• **Exercise**
Images in the data are to be skipped, while every line is restated exactly as written.

• **Material provided**
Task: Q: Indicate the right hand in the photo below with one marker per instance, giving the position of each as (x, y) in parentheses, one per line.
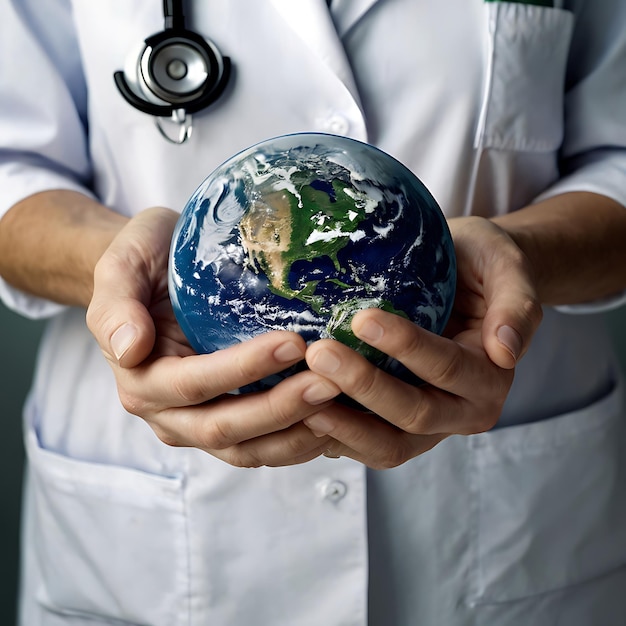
(184, 396)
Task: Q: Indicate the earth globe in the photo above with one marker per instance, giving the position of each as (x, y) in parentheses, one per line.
(299, 233)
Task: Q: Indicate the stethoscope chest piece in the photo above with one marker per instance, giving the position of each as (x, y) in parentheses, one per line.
(176, 73)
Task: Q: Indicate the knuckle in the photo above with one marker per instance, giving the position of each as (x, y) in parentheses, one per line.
(392, 457)
(533, 311)
(166, 437)
(362, 382)
(216, 436)
(248, 369)
(447, 372)
(132, 403)
(190, 393)
(283, 414)
(243, 458)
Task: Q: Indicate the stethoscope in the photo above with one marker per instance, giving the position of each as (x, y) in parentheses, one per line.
(177, 73)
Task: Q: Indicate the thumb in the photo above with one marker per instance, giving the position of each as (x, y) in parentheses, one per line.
(124, 279)
(513, 309)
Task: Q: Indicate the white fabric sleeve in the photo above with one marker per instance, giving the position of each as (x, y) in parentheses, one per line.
(593, 154)
(43, 142)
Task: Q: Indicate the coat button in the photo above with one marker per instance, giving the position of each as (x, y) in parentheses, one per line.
(333, 490)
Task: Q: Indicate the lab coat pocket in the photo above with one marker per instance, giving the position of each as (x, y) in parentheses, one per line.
(99, 530)
(523, 101)
(550, 502)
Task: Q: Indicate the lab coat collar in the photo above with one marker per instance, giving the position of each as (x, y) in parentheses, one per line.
(312, 21)
(346, 13)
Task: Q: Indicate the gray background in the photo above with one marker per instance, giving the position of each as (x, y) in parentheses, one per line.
(18, 342)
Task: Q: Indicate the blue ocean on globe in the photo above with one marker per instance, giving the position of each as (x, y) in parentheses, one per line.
(299, 233)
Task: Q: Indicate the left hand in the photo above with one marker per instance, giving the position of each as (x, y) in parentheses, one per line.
(468, 372)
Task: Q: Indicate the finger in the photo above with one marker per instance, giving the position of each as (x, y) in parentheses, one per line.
(466, 389)
(118, 314)
(292, 446)
(234, 419)
(368, 439)
(457, 366)
(191, 380)
(513, 309)
(418, 411)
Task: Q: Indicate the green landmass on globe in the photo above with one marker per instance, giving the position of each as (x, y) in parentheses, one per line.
(281, 228)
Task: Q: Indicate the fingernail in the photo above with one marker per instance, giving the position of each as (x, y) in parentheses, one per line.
(326, 362)
(288, 352)
(319, 392)
(319, 425)
(122, 339)
(370, 331)
(510, 339)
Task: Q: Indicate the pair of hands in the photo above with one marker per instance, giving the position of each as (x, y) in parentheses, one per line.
(184, 396)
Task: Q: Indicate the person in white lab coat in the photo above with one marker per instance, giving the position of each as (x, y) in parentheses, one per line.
(514, 115)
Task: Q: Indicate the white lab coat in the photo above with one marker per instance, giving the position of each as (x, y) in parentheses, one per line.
(522, 525)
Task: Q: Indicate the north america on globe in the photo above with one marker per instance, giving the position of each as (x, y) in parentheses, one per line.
(299, 233)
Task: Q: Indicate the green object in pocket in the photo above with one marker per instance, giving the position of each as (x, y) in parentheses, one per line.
(539, 3)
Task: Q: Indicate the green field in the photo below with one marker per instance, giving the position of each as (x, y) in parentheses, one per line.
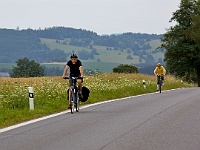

• **Exercise response**
Task: Q: Indicate the right hand in the photo below with one marker per instance, giving the position of each as (x, y) in parentheses, one per line.
(184, 396)
Task: Q: Indicate the earth globe in the photo above with one marker per instance, giving the position of each as (x, y) in parentheses, one per line.
(299, 233)
Task: Q: Indicate the stethoscope chest piece in the photo above with one marker per instance, giving the position of each as (x, y) in parentheses, one per line.
(176, 73)
Task: Q: Indicate the knuckle in the photo above with one marker per instance, giving the position of each as (x, y) in parentheses, one per line.
(392, 457)
(533, 311)
(166, 437)
(362, 382)
(216, 436)
(248, 369)
(447, 372)
(132, 403)
(190, 393)
(283, 414)
(243, 458)
Task: Q: Indicate the stethoscope in the photo above with one marker per instance, giving the position of each as (x, y) in parentheses, one per line.
(177, 73)
Task: Q: Indicate the thumb in the photo above with one marker per instance, giving the position of each as (x, y) in parentheses, one per line.
(124, 279)
(513, 309)
Task: Q: Indicate the white fabric sleeve in the photo above with one marker per instance, giving the position of each as (x, y) in parentheses, one per line.
(593, 154)
(43, 142)
Task: Q: Indicate the coat button in the photo above with one marker per instance, giving the position of each as (x, y) in parentheses, one per line.
(333, 490)
Task: Q: Indicate the lab coat pocket in the photo above with one marker per instance, giving the position of each as (x, y) in parentheses, one per line.
(99, 530)
(523, 101)
(550, 502)
Task: Q: Indicate the lab coat collar in the photo above with one marker per instance, giving the position of each as (x, y) in parentheses, one per line.
(312, 21)
(346, 13)
Task: Q: Indicate the gray background in the photo above with one marker per instance, giving the position of each as (x, y) in parentheses, one per line.
(18, 342)
Task: Q: Indicate the blue ocean on globe in the photo above with one marker per instance, giving the position of each as (x, y) in parentheses, one per line.
(299, 233)
Task: Q: Indicate the left hand in the photo above with one marker per instance, giving the position of each as (x, y) in parentheses, one per line.
(468, 372)
Task: Q: Indicate the finger in the photo above with one marker per instance, giving the position of each as (x, y) in parentheses, one per line.
(466, 389)
(118, 314)
(292, 446)
(234, 419)
(368, 439)
(457, 366)
(191, 380)
(513, 309)
(418, 411)
Task: Q: Indicate the green landmass on globe in the photo above with one marker per instance, giving the position of each as (x, y) in parentheses, one per line.
(281, 228)
Task: Q: Indicate the fingernail in the photo above with one marker per instance, giving the position of each as (x, y) in parentheses, one per line.
(326, 362)
(288, 352)
(319, 392)
(319, 425)
(122, 339)
(370, 331)
(510, 339)
Task: Q: Indicate the pair of hands in the photo above with one marker per instance, giving the position of each as (x, y) in parentheses, one per line.
(184, 396)
Task: Q: Indicate the person in white lab coat in the photo above with one marker per instance, giving the position of each as (x, y) in parentheses, one per line.
(514, 115)
Task: Q: Indicate the white lab coat in the photo above with one marker per instance, giving the position of each as (x, y) in parentheses, one per line.
(522, 525)
Task: Q: Indicate the north america on globe in the photo above with one marker per instance, giving the position of each as (x, y) in parentheses, one per line.
(299, 233)
Task: Q: Indicate the green object in pocket in the photo above with one marker per instance, giving the position of each as (x, y) in parentheses, one per line.
(539, 3)
Task: Q: Indicate the green field in the photo below with one marker per instance, giving the position of each as (x, y) in parentheses, one per line.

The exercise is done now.